Passage:
▼

The dance elements are phenomenal.  They are beautifully stylised and mix dance and physical theatre into the most sublime story telling.  The trust that these performers must have in each other is insane for the moves they make, the way they fall, use each others body weight and twist together is just incredible.  Dance is used to express many pivotal moments, such as the riots during the revolution.  This is done through a slow motion movement sequence and the control each dancer has over their body is mesmerising.  Another significant piece is the hanging,  A countdown is projected onto the screens and we watch as we know how long it will take him to die with a fantastically choreographed / free style piece as the panic hits when his life is ebbing away.  A dance showing Sydney drugging Darney was my favourite.  I couldn’t steal my eyes away.  This creative piece between two strong men was brutal yet tender, lyrical yet athletic.  I loved it.  The partner work was flawless.  The production was naturalistic one minute, like you were watching the family next door, then completely stylised the next.  The manipulation of mind this creates means as an audience member you never know what is coming next, and what an exciting and alluring possibility that is!

▲

Dataset excerpts:
▼

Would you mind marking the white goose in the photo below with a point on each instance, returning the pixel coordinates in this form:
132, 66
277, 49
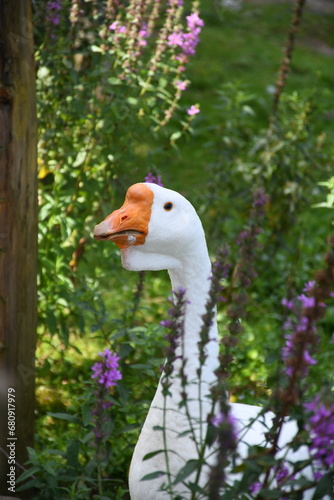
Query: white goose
157, 229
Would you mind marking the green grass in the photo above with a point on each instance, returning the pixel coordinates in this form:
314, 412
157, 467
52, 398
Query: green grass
244, 47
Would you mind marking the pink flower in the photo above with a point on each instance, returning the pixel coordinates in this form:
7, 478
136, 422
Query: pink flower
193, 110
176, 39
181, 85
117, 28
194, 20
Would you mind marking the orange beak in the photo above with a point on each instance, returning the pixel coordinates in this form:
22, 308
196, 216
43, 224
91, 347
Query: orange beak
128, 226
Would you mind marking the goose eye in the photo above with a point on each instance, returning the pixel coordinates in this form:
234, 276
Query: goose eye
168, 206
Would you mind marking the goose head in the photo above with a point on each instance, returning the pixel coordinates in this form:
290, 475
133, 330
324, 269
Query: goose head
156, 228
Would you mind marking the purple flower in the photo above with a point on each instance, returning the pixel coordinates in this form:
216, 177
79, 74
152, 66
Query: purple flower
309, 286
154, 179
118, 28
194, 21
255, 488
306, 301
321, 428
193, 110
53, 9
260, 198
287, 303
107, 371
176, 38
181, 85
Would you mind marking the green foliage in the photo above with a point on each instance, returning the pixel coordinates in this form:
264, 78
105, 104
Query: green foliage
98, 133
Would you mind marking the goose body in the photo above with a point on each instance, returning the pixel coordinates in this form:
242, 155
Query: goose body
157, 229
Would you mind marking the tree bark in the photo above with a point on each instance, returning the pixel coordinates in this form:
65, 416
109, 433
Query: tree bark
18, 236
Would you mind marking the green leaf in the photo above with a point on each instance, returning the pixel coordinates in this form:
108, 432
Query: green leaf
65, 416
175, 136
28, 473
152, 454
324, 487
81, 156
186, 470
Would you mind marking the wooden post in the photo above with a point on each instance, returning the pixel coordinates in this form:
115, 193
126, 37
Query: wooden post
18, 237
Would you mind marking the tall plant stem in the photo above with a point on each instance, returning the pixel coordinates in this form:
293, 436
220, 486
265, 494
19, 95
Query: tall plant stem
288, 52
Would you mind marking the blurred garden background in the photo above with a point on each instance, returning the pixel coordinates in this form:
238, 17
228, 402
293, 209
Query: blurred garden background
109, 114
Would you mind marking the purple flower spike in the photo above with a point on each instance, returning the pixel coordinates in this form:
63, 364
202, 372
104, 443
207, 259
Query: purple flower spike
193, 110
154, 179
107, 371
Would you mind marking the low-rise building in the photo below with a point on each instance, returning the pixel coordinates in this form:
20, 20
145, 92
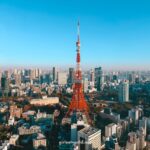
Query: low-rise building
45, 101
90, 138
39, 140
14, 139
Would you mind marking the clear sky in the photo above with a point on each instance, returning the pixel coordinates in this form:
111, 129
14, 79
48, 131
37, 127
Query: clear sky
43, 32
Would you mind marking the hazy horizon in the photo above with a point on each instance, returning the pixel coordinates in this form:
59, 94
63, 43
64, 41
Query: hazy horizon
113, 34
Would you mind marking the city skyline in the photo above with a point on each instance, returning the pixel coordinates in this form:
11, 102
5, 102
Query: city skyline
114, 35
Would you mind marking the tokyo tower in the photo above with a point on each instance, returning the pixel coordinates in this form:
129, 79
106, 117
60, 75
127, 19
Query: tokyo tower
78, 102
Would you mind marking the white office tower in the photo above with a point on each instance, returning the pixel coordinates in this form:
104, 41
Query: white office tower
143, 124
99, 79
75, 128
92, 78
110, 130
124, 91
132, 141
78, 122
90, 138
85, 85
141, 143
62, 78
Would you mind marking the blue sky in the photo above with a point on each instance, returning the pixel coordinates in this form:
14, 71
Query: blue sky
43, 32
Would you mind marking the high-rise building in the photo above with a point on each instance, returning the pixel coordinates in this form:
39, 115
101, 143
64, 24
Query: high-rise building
54, 74
90, 138
99, 79
124, 91
110, 130
71, 76
5, 85
62, 78
85, 84
92, 78
17, 79
78, 102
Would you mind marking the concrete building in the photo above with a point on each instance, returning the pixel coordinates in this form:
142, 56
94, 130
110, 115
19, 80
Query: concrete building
90, 138
62, 78
71, 76
99, 79
110, 130
5, 85
143, 125
14, 139
54, 74
135, 114
132, 141
85, 85
124, 91
39, 140
15, 111
27, 131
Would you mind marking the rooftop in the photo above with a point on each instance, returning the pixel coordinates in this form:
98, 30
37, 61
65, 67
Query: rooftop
89, 130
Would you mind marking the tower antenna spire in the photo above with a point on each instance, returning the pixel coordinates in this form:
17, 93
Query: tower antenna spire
78, 29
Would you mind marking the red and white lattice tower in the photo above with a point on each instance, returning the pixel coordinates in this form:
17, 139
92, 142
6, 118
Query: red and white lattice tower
78, 102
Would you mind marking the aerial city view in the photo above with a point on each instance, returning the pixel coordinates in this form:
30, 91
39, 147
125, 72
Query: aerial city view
74, 75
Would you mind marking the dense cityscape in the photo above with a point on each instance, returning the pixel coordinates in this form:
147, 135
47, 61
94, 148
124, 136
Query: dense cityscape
73, 109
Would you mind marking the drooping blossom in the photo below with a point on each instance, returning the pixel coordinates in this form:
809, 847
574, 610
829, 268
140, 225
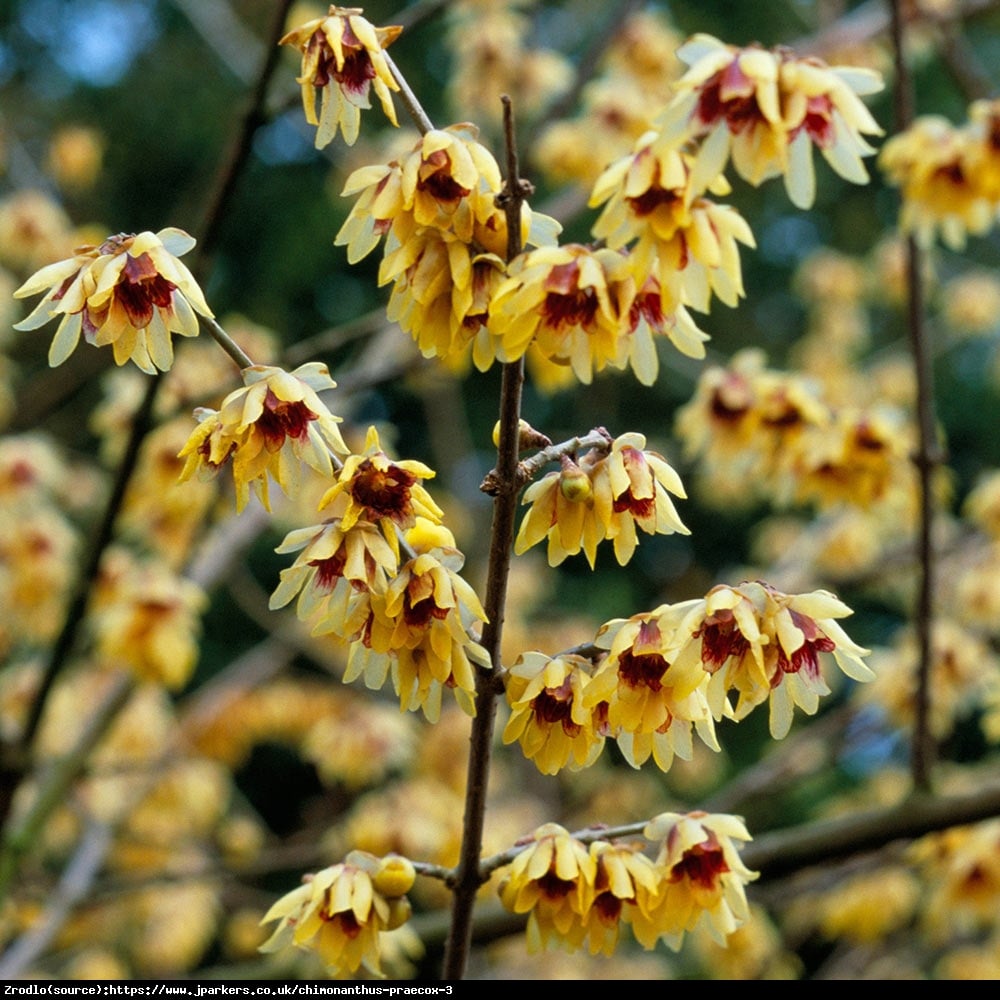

▲

Tasks and exercises:
**1)** In the theatre review, why does an audience member never know what is coming next?
**2)** Write the next part of the theatre review, starting after its last sentence.

Per-task outputs:
**1)** The production moves from naturalistic, like watching the family next door, to completely stylised the next minute. That shift manipulates the mind, so the audience cannot predict what will come next.

**2)**
The cast is 6 strong (five performers and an interpreter - Hannes Langolf - collaboration with world class artists and companies such as William Forsythe, Angelin Preljocaj, Akram Khan and DV8,  John Kendall - Edge, balletLORENT, Café Fuerte, Joan Cleville Dance), Nina Madelaine - La Parenthese / Christophe Garcia, Erika Tremblay-Roy, Ze Crumpettes, Temitope Ajose-Cutting - staged and created works for The Royal Opera House and ROH2, Ekckhard Thiemann - Punchdrunk, Protein Dance Company, Valentina Formenti - Requardt& Rosenberg, New Adventures,, H2 Dance, Simon Vincenzi, Vincent Dance Theatre.  This cast were outstanding.  Each had a central role they portrayed but also represented the numerous other characters in the story.  They were all clearly dance trained and have worked as a collective within Lost Dog Dance to create this innovative production.  They were all outstanding actors too, and their combination of other qualifications such as street dance and yoga shone through effortlessly.  It was a true gem of a show.  Clare Edwards interpreted the entire show with BSL and was a fantastic storyteller too.  I was mesmerised. 



This production of A Tale Of Two Cities was not the best of times and the worst of times, it was simply the best of times.  Period.  I love discovering new ways of storytelling and Lost Dog have not only broken the mould, they have taken all the different possible moulds, melted them down, and mixed them together to create something entirely new.  I thoroughly recommend.  NB – The show is 90 minutes with no interval so take that toilet trip before the show starts as you won’t want to miss a beat.